» Aim of the exercise: Take the whole listing and reproduce it exactly, pictures excepted.
※ ※ ※
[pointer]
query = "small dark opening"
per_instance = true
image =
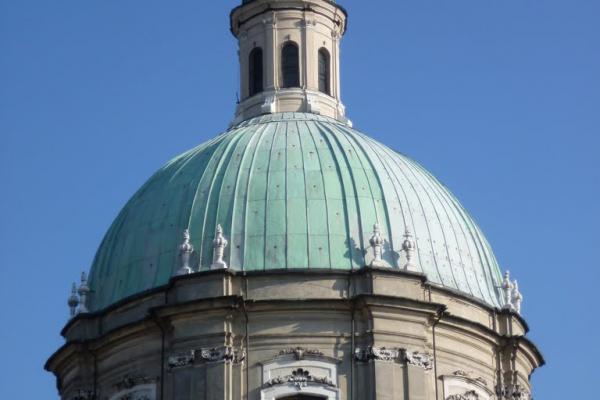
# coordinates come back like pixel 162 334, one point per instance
pixel 324 71
pixel 256 71
pixel 290 64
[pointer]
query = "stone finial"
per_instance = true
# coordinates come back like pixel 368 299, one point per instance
pixel 377 245
pixel 507 288
pixel 73 301
pixel 185 253
pixel 516 297
pixel 219 245
pixel 83 291
pixel 409 247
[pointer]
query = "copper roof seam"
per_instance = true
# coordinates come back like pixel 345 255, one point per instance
pixel 325 200
pixel 443 203
pixel 362 246
pixel 260 133
pixel 325 131
pixel 207 167
pixel 396 160
pixel 388 222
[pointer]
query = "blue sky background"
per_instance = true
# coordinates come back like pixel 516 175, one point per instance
pixel 499 99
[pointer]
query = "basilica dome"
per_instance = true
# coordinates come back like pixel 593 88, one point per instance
pixel 292 191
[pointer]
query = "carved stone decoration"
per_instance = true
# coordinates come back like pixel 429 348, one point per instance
pixel 185 253
pixel 377 354
pixel 507 287
pixel 516 297
pixel 129 381
pixel 513 392
pixel 460 373
pixel 467 375
pixel 418 359
pixel 376 242
pixel 216 354
pixel 219 245
pixel 300 378
pixel 470 395
pixel 181 359
pixel 409 246
pixel 269 106
pixel 135 396
pixel 83 394
pixel 73 301
pixel 83 291
pixel 300 352
pixel 481 380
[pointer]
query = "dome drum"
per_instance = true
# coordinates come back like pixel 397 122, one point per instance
pixel 338 334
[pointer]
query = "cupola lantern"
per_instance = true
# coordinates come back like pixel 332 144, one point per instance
pixel 289 57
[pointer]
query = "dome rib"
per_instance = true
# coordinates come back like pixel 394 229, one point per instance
pixel 292 191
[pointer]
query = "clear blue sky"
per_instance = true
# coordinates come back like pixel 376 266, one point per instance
※ ※ ※
» Your response:
[pointer]
query = "small dark opening"
per_instance = true
image =
# coordinates come back like pixel 162 334, one point per instance
pixel 324 71
pixel 256 71
pixel 290 64
[pointer]
query = "stone finial"
per_instance = true
# coordinates come back like pixel 368 299, one point per instance
pixel 377 245
pixel 507 288
pixel 73 301
pixel 185 253
pixel 516 297
pixel 219 245
pixel 83 291
pixel 409 247
[pointer]
query = "copper roof seam"
per_instance = true
# coordinates come back like pixel 345 255, one point per instance
pixel 325 200
pixel 443 203
pixel 362 246
pixel 260 133
pixel 325 131
pixel 207 167
pixel 396 160
pixel 388 222
[pointer]
query = "blue sky background"
per_instance = true
# coordinates come back like pixel 516 175, one point per instance
pixel 499 99
[pointer]
query = "basilica dome"
per_instance = true
# coordinates come back like pixel 593 88, one point per instance
pixel 292 191
[pointer]
query = "carved stone decoration"
per_instance = true
# coordinates come back like pixel 429 348, one point per instance
pixel 185 253
pixel 377 354
pixel 507 287
pixel 516 297
pixel 129 381
pixel 513 392
pixel 460 373
pixel 467 375
pixel 418 359
pixel 376 242
pixel 216 354
pixel 219 245
pixel 300 378
pixel 470 395
pixel 181 359
pixel 409 246
pixel 269 106
pixel 135 396
pixel 83 394
pixel 73 301
pixel 83 291
pixel 300 352
pixel 481 380
[pointer]
query = "dome drum"
per_instance = true
# coordinates come back like pixel 397 122, one point per instance
pixel 338 334
[pointer]
query = "cupola lantern"
per_instance = true
# coordinates come back like pixel 332 144, one point per instance
pixel 289 57
[pointer]
query = "dome rib"
per_instance = true
# coordinates come back like pixel 394 229, one point per instance
pixel 292 191
[pointer]
query = "clear blue sky"
per_instance = true
# coordinates come back like pixel 376 266, one point per instance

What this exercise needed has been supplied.